» **目標**
「excavator」という語を含む行を、以下のデータからすべて抜き出して示してください。

» **提供データ**
——
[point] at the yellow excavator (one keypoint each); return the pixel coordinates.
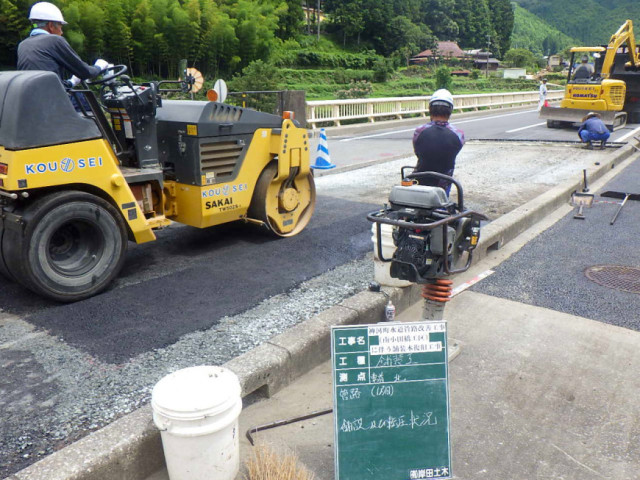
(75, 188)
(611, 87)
——
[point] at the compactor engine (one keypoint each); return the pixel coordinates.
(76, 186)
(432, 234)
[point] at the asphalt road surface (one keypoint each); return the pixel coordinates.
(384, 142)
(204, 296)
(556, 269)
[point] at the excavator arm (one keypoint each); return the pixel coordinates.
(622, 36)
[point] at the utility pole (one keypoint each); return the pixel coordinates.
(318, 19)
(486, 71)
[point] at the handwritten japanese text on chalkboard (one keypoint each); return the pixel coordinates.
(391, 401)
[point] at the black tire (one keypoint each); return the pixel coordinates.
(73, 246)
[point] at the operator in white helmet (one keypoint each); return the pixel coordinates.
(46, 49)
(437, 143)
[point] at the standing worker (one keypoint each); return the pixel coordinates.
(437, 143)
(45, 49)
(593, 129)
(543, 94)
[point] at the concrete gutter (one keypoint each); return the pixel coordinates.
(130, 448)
——
» **解答**
[point] at the yellow excavator (one keypoint each); return the pixel coordinates.
[point] at the excavator arm (one keypoint each); return the pixel coordinates.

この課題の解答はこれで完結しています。